::: Extracted entries
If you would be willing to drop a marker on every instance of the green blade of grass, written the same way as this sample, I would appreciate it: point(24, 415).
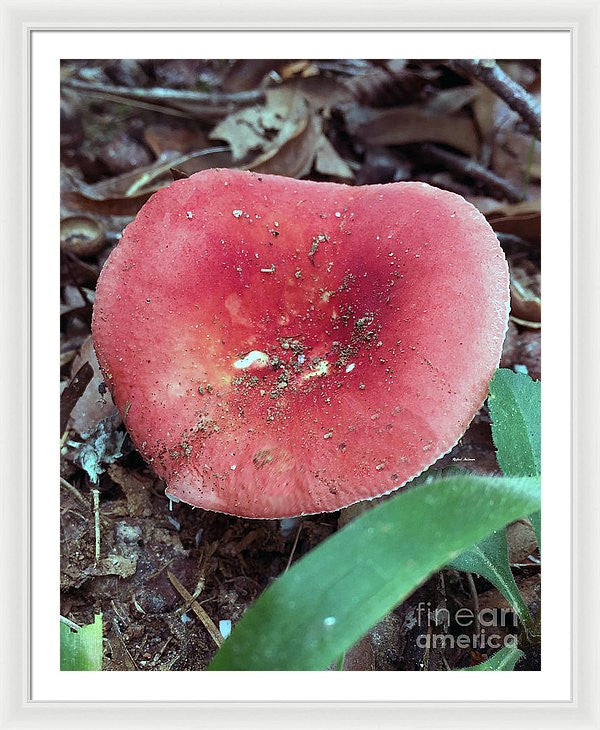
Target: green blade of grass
point(331, 597)
point(502, 661)
point(489, 558)
point(81, 651)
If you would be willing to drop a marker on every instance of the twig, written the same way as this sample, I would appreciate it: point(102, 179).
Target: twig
point(294, 546)
point(96, 498)
point(173, 96)
point(75, 492)
point(475, 599)
point(465, 166)
point(490, 74)
point(73, 392)
point(209, 624)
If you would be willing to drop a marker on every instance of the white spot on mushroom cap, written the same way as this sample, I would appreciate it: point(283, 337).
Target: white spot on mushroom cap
point(255, 357)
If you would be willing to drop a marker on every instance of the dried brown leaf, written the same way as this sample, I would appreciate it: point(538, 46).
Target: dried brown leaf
point(125, 194)
point(137, 489)
point(91, 407)
point(410, 124)
point(294, 158)
point(520, 219)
::::::
Your instructions: Write out all the rows above again, requests included, and shift every coordinate in the answers by -146. Leave the pictures out.

Result of the exercise:
If you would be willing to drop a marker on every instance of the green blade of grass, written the same way as this sample, I would appreciate it: point(24, 415).
Target: green blade of grass
point(185, 451)
point(356, 515)
point(343, 412)
point(-65, 505)
If you would be willing to drop a marker on every instance of the twig, written the same way as this sample, I would appreciate it: point(102, 179).
Target: twig
point(148, 400)
point(-50, 352)
point(27, -50)
point(-71, 346)
point(329, 453)
point(319, 20)
point(344, -72)
point(-73, 246)
point(63, 478)
If you would be willing to drop a marker on every instance of the white spot on mushroom cap, written the same way as this sample, I would appreciate it: point(283, 337).
Target: white spot on mushroom cap
point(109, 211)
If you would be willing to drop a marker on every instance of the dried brown leaf, written the same way as this sample, I would appreciate it: point(538, 46).
Target: dried brown leaf
point(-21, 48)
point(-9, 343)
point(-55, 261)
point(264, -22)
point(148, 12)
point(374, 73)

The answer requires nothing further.